• _WHAT NEEDS TO BE DONE_:
Locate every line below that contains the word "tree" and copy each one.

[Dataset records]
★ ★ ★ ★ ★
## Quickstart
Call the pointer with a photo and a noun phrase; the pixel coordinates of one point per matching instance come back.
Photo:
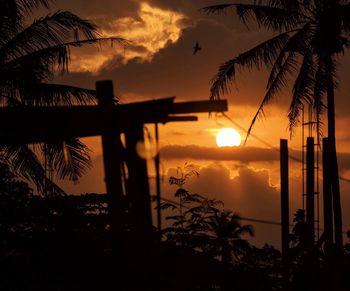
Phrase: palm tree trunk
(333, 156)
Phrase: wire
(270, 145)
(251, 219)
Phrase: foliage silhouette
(30, 55)
(204, 225)
(308, 38)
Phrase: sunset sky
(160, 63)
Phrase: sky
(159, 62)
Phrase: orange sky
(160, 63)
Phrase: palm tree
(225, 235)
(309, 35)
(30, 55)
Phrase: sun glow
(228, 137)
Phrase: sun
(228, 137)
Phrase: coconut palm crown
(309, 36)
(30, 55)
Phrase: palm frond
(269, 16)
(56, 29)
(25, 163)
(276, 85)
(44, 94)
(27, 6)
(296, 43)
(263, 54)
(273, 16)
(70, 159)
(45, 61)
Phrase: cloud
(249, 193)
(242, 154)
(150, 30)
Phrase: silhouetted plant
(308, 38)
(202, 224)
(225, 233)
(30, 55)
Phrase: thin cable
(271, 146)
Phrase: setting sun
(228, 137)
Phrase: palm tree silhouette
(30, 55)
(309, 36)
(225, 235)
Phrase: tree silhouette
(30, 55)
(225, 235)
(308, 37)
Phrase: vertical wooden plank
(284, 175)
(157, 163)
(327, 198)
(310, 193)
(137, 184)
(112, 156)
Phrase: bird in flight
(196, 48)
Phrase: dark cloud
(249, 194)
(242, 154)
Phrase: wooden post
(327, 198)
(157, 162)
(137, 184)
(112, 157)
(284, 173)
(310, 193)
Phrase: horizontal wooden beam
(38, 124)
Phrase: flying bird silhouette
(196, 48)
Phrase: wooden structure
(126, 196)
(284, 176)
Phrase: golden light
(228, 137)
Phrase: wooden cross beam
(39, 124)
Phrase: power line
(270, 145)
(251, 219)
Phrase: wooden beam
(38, 124)
(137, 187)
(113, 156)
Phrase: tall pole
(157, 163)
(112, 156)
(327, 198)
(137, 185)
(310, 193)
(284, 174)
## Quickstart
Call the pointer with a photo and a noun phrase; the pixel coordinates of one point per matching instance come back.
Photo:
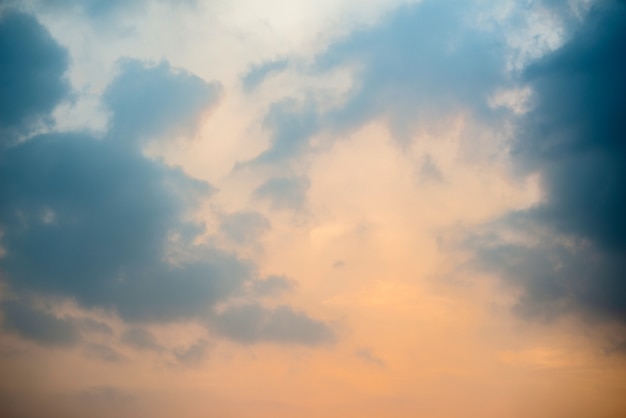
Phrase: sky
(315, 209)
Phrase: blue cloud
(156, 101)
(257, 74)
(98, 222)
(32, 73)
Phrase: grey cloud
(111, 213)
(103, 12)
(193, 355)
(94, 326)
(32, 78)
(421, 64)
(156, 101)
(141, 339)
(253, 323)
(574, 260)
(38, 325)
(92, 219)
(98, 222)
(272, 285)
(244, 227)
(284, 192)
(257, 74)
(104, 353)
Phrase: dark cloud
(39, 325)
(193, 355)
(156, 101)
(272, 285)
(32, 69)
(421, 64)
(244, 227)
(573, 258)
(253, 323)
(94, 220)
(98, 222)
(284, 192)
(141, 339)
(257, 74)
(93, 326)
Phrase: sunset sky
(313, 208)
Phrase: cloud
(98, 222)
(149, 101)
(193, 355)
(32, 75)
(284, 192)
(421, 64)
(257, 74)
(272, 285)
(141, 339)
(253, 323)
(104, 353)
(244, 227)
(572, 258)
(105, 395)
(367, 356)
(38, 325)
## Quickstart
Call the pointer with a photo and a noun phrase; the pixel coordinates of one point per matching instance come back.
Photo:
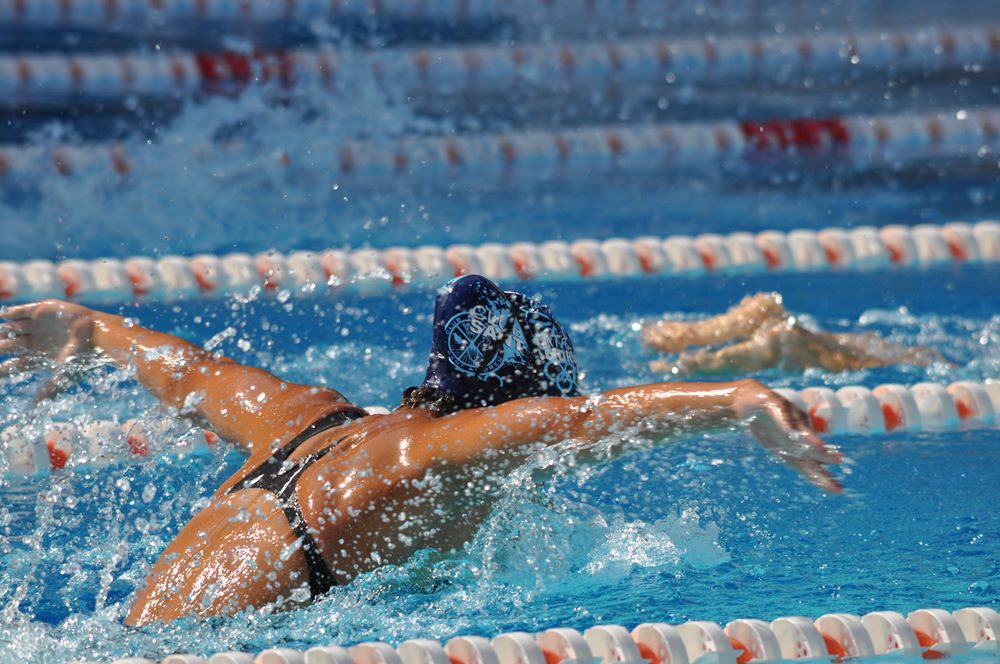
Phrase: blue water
(706, 527)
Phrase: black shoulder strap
(271, 467)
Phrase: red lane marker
(745, 654)
(240, 66)
(203, 283)
(957, 251)
(138, 445)
(521, 268)
(208, 66)
(57, 457)
(820, 425)
(892, 420)
(708, 259)
(834, 648)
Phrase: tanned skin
(766, 335)
(393, 484)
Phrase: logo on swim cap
(477, 337)
(490, 346)
(555, 349)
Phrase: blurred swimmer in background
(765, 335)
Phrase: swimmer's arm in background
(245, 405)
(740, 320)
(660, 408)
(760, 351)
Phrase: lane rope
(929, 633)
(375, 271)
(464, 72)
(848, 410)
(504, 159)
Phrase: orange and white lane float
(929, 633)
(849, 410)
(374, 271)
(625, 66)
(501, 160)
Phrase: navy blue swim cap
(491, 346)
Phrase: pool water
(705, 527)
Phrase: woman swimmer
(769, 336)
(311, 506)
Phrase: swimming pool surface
(706, 527)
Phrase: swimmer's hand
(783, 429)
(48, 331)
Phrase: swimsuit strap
(281, 478)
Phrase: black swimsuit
(281, 477)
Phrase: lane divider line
(154, 16)
(375, 271)
(929, 633)
(465, 72)
(507, 159)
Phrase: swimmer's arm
(740, 320)
(245, 405)
(661, 408)
(760, 351)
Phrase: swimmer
(329, 491)
(768, 336)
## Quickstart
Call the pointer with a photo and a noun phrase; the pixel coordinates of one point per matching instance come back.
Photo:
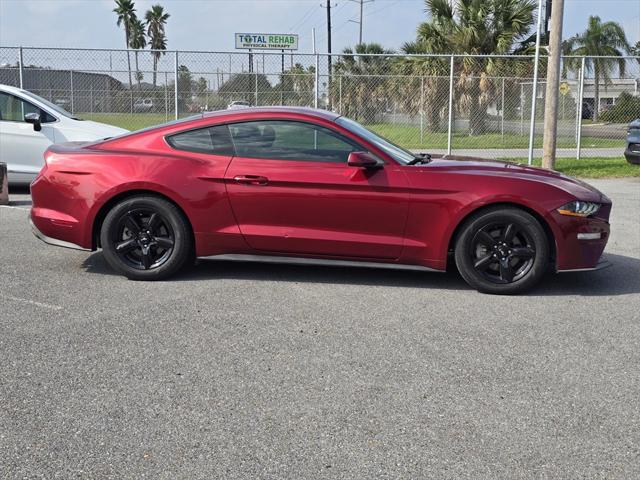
★ ★ ★ ★ ★
• _EXPECTED OUTPUT_:
Phrase: palm tree trunk
Phrase: palm tree
Phrase: palm tree silhouette
Phrase: tree silhouette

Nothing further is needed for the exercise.